**SELECTED EXCERPT**
********************

Tommy Joe Martins, though, doesn’t have that luxury. While, like Townley, he runs trucks for his family team, the budget at Martins Motorsports is much smaller by comparison. They can only afford to race part time, in leased equipment that’s a year older than their well-heeled competitors—which explains Martins’s 25.4 average finish through 10 of 12 races this season.
To make ends meet, Martins works at Ron Fellows Performance Driving School, near Las Vegas, as an instructor. In other words, he would seem like a driver who has the most to lose by parking himself with a concussion. And yet, even he is unequivocal. “I’m not one of those people who’s planning on being in this sport until I’m 50 or 60,” says Townley, whose racing blog might be the best and most honest around. “I’m gonna move on. I’d love to be an owner. I care about the sport so much and I wanna give somebody else an opportunity, maybe even a better one than even I got. And I just want the sport to be moving forward.
“So I know that I would sit out. If I didn’t think that I was 100%, if I didn’t think I was the best person to be driving that truck or that car that weekend, my family and I wouldn’t be out here. We wouldn’t put this much effort and money into it if we didn’t think that I was capable. I wouldn’t want to short the guys on the team, in the crew especially, who spend all these long hours and time and effort and our family’s money. To go out there and feel like we weren’t gonna be able to get 100% out of the driver? What’s the point, really?”
Of course it’s never worth the risk. No racer delivers this message more effectively than Earnhardt—as much a reflection of NASCAR’s evolution on concussions as, well, the driver of it. By acting as this issue’s poster boy, a position Earnhardt claimed while offering up his brain for future CTE research four months ago, he continues a legacy of health and safety that began, tragically, with the death of his father 15 years ago.

********************

**GIVEN RECORDS**
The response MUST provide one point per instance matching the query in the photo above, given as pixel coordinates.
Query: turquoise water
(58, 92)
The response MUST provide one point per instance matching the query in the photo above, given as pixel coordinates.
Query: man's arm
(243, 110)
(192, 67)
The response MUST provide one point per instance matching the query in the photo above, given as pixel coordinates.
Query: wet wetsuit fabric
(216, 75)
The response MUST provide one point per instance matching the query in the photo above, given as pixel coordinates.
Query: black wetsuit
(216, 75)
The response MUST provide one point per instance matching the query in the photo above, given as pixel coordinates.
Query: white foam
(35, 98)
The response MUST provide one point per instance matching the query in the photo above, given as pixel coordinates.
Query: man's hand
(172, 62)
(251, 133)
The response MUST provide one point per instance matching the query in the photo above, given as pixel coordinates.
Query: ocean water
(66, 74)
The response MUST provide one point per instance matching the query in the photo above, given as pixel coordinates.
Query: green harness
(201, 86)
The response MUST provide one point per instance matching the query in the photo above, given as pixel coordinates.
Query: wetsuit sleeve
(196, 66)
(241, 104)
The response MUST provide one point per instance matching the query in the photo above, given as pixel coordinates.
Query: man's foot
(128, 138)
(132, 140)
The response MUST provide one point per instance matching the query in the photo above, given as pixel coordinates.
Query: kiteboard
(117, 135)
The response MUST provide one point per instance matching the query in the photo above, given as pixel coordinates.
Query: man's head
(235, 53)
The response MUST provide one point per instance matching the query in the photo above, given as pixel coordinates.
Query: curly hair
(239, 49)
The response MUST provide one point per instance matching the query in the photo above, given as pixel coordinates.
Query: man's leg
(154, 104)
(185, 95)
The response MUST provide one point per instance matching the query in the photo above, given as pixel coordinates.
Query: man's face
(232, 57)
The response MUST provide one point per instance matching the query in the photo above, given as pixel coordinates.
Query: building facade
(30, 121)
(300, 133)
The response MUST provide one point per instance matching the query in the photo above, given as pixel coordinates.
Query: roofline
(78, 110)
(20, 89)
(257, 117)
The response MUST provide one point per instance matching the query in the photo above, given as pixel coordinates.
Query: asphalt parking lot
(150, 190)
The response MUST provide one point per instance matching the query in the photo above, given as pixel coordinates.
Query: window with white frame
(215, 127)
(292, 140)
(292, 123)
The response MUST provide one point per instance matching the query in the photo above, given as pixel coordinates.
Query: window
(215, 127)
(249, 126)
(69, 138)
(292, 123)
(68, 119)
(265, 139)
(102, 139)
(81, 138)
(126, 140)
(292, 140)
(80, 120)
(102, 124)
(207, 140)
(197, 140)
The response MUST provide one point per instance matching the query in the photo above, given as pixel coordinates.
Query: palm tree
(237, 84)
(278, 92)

********************

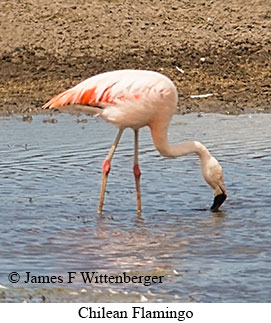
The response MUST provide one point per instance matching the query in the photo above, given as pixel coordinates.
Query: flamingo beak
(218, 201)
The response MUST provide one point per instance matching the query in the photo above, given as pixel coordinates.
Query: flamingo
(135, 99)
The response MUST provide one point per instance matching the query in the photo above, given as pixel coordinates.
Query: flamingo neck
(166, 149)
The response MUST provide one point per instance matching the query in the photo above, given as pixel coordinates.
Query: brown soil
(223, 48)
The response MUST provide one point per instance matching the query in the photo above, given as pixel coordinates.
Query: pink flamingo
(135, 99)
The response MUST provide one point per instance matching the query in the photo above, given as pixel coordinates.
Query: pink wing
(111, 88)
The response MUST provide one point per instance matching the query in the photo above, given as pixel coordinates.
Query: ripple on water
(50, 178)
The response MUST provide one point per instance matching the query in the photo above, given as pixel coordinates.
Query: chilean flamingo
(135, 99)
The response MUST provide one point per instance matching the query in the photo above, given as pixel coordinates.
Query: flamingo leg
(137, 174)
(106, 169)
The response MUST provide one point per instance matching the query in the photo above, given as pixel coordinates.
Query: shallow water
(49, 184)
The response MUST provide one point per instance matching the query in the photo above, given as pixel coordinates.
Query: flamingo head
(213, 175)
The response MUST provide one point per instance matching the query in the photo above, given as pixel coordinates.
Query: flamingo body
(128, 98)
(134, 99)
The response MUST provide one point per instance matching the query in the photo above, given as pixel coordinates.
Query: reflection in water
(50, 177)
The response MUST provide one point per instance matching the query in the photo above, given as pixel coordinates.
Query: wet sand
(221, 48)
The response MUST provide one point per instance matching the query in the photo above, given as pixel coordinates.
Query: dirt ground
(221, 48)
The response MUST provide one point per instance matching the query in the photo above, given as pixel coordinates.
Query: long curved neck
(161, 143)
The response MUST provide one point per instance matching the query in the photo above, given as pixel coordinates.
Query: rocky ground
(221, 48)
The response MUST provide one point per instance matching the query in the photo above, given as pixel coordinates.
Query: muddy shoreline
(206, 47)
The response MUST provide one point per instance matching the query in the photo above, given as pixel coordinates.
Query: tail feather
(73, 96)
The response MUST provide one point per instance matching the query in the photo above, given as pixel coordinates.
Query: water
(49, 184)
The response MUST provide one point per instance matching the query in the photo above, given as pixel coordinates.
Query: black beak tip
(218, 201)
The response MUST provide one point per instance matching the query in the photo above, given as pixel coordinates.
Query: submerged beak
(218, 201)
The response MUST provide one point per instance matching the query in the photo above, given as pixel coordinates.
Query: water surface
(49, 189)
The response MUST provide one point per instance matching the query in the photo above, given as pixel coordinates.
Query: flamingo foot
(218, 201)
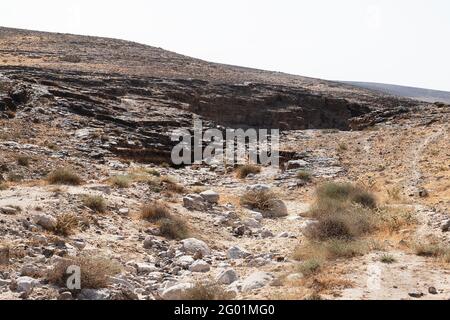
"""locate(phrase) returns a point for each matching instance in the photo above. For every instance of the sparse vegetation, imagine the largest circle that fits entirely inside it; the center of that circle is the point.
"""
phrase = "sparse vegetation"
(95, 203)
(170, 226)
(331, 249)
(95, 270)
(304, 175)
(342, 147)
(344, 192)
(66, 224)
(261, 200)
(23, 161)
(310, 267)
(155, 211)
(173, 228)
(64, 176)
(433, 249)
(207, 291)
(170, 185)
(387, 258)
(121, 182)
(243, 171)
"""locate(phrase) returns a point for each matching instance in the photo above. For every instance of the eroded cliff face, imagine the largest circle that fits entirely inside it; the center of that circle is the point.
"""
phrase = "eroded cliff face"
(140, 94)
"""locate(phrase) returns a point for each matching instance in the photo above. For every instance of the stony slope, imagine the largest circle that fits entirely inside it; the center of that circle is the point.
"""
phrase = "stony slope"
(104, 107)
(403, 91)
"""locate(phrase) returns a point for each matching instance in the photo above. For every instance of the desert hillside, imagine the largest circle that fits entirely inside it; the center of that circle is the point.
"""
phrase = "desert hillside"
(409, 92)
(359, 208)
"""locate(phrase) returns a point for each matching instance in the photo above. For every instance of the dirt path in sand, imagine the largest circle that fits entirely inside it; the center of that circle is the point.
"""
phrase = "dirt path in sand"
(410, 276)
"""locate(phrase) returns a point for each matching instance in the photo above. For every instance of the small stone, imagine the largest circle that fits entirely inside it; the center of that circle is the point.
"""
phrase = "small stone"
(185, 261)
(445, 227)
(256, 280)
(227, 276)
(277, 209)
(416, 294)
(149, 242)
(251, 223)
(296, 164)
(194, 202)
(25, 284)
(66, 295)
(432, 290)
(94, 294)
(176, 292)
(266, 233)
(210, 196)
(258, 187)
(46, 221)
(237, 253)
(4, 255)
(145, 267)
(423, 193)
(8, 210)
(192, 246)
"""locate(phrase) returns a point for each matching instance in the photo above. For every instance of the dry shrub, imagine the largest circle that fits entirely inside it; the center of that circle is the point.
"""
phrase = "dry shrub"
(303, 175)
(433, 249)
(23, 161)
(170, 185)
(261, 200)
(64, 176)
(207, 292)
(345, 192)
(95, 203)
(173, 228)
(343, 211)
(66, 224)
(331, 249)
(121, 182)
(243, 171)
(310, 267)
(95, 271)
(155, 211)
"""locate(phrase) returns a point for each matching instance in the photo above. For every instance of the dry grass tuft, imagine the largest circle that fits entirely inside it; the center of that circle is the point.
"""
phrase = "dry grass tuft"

********************

**TASK SET**
• 1. Reproduce word for word the section of the passage on NASCAR drivers and concussions that begins with the words containing "Of course it’s" and ends with "15 years ago.".
• 2. Extend the passage on NASCAR drivers and concussions, beginning right after its last sentence.
The material above is separate from the passage on NASCAR drivers and concussions.

**SOLVED PROBLEMS**
• 1.
Of course it’s never worth the risk. No racer delivers this message more effectively than Earnhardt—as much a reflection of NASCAR’s evolution on concussions as, well, the driver of it. By acting as this issue’s poster boy, a position Earnhardt claimed while offering up his brain for future CTE research four months ago, he continues a legacy of health and safety that began, tragically, with the death of his father 15 years ago.

• 2.
Through his podcast, Earnhardt casts light on aspects of the concussion issue that would otherwise remain foggy. Like his rehab, which includes a slew of physical and mental exercises that occupy him for “about two, two-and-a-half hours each day,” he explained. Like his main problem now—something called “gaze stability,” which is at its most acute “anywhere you go where there is a lobby and a lot of movement, a lot of chatter and things happening.”
He preaches patience, to himself as much as to his legion fans. “I’m constantly texting my doctor, telling him everything I experience every day, going, ‘What can I do to get better tomorrow?’ (…) I want to race more.”
In the meantime he hasn’t lacked for solid cover. Alex Bowman, a 23-year-old pilot who Sprint Cup series owners seem to have bailed on too early, took Earnhardt’s first shift at New Hampshire and acquitted himself well. Gordon, while admittedly rusty in his two starts at Indianapolis and Pocono, will surely get up to speed soon. (After Pocono, his second substitution appearance in the No. 88, Gordon vowed to stay on “as long as they need me.”) As for the rest of NASCAR cast, new stars—like Pocono winner Chris Buescher—are getting brighter every week.
For the moment NASCAR doesn’t appear to be suffering without its most popular driver. That’s the great thing about Junior: Even when he’s most woozy, the sport isn’t left in a daze.